**What is required:**
Pull out every line in the records below that contains the string "shoulder". The match is case-sensitive.

**Provided records:**
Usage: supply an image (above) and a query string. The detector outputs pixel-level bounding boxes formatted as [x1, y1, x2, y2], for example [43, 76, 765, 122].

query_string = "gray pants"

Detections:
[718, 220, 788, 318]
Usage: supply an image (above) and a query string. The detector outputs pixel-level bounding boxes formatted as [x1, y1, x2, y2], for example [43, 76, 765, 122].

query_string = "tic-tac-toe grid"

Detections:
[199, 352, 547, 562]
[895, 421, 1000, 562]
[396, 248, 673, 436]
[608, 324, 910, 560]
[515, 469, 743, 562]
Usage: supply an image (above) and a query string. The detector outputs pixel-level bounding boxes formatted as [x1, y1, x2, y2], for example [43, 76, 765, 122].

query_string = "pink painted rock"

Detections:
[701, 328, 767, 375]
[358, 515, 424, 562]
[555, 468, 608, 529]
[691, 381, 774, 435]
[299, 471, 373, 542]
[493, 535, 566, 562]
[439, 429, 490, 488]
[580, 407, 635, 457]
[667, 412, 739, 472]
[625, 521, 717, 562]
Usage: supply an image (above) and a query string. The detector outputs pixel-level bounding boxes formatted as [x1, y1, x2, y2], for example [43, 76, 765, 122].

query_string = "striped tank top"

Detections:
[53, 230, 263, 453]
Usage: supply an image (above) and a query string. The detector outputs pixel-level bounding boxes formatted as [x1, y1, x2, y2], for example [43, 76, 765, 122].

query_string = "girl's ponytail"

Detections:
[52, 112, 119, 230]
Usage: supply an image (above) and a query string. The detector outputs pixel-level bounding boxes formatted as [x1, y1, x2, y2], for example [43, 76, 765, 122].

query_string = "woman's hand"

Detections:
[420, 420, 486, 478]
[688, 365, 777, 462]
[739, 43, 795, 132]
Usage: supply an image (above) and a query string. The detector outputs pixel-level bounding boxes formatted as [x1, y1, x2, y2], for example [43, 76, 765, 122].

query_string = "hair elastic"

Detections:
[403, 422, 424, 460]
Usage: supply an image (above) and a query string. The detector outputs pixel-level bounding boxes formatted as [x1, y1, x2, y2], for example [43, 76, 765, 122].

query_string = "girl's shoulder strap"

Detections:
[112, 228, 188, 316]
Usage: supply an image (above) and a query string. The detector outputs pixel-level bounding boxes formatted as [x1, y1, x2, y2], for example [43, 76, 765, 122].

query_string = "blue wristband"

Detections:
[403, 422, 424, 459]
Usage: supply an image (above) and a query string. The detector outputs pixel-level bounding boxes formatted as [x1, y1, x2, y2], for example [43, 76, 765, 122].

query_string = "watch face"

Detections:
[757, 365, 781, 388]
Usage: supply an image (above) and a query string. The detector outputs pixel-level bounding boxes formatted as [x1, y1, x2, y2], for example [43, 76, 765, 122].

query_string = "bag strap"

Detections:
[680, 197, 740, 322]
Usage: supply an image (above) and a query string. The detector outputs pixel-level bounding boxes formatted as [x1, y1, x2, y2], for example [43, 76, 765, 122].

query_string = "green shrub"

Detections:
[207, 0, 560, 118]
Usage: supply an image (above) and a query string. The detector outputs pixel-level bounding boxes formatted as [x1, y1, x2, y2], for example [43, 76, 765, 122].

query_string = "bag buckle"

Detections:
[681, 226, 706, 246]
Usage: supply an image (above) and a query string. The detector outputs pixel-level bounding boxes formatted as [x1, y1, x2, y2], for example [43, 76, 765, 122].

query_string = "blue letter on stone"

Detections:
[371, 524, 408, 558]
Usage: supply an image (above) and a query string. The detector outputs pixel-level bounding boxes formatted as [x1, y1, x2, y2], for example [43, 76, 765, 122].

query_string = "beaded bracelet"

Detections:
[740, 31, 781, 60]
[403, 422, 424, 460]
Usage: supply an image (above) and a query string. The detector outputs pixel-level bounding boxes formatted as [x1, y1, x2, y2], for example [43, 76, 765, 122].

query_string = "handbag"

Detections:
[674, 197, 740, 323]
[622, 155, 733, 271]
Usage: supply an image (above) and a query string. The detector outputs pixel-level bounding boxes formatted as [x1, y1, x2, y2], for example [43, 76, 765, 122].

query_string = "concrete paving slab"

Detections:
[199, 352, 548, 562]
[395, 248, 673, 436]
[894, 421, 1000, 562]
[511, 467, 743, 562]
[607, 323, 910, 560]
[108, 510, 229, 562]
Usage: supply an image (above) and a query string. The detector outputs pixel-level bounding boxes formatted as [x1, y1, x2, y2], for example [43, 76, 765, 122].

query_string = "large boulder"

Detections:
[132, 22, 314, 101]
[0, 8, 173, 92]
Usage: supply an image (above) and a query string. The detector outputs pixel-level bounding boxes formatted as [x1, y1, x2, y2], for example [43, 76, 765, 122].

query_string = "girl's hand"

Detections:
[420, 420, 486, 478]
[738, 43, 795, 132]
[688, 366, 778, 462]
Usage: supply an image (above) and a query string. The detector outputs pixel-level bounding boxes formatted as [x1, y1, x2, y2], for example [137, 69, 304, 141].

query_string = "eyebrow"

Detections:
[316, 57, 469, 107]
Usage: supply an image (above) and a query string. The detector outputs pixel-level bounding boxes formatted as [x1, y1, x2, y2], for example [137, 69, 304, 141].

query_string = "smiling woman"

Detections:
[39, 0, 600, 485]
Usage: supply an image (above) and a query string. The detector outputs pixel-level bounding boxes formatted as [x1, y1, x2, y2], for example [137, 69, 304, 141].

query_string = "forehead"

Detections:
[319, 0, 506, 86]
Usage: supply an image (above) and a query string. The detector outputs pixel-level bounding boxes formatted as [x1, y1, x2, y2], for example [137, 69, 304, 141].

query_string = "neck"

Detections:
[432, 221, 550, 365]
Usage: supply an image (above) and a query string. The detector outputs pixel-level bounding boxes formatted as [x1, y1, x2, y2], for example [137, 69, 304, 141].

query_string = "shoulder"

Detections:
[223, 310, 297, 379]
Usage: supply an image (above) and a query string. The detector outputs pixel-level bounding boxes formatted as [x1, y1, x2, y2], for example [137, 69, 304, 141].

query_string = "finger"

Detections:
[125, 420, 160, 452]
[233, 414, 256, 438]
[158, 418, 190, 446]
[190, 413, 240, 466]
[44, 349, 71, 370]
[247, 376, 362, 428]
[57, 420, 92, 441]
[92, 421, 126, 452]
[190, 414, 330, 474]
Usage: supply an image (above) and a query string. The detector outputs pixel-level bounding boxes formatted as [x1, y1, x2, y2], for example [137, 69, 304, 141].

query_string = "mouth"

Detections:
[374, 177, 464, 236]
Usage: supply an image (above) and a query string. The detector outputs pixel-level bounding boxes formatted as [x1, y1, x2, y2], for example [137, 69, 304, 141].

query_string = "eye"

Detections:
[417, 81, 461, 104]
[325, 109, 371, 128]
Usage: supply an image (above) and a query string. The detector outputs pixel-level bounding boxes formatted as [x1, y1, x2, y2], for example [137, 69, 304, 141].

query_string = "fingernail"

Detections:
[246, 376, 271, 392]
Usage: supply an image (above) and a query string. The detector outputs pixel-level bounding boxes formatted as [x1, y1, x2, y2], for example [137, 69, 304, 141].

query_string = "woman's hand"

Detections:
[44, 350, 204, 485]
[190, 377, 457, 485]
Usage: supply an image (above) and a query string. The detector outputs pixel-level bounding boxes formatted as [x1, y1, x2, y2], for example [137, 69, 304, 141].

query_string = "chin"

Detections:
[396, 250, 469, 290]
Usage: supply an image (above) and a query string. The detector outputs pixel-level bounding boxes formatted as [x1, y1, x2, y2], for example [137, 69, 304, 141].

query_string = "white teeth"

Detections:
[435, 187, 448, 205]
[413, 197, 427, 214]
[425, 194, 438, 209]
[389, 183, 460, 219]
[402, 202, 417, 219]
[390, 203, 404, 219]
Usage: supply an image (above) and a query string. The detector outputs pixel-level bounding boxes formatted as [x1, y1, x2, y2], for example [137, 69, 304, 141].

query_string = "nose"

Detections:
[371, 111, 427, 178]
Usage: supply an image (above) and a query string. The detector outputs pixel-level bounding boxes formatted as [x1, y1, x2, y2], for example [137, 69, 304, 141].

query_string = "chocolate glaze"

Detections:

**Expected answer:**
query_string = "girl's shoulder strap"
query_string = "shoulder"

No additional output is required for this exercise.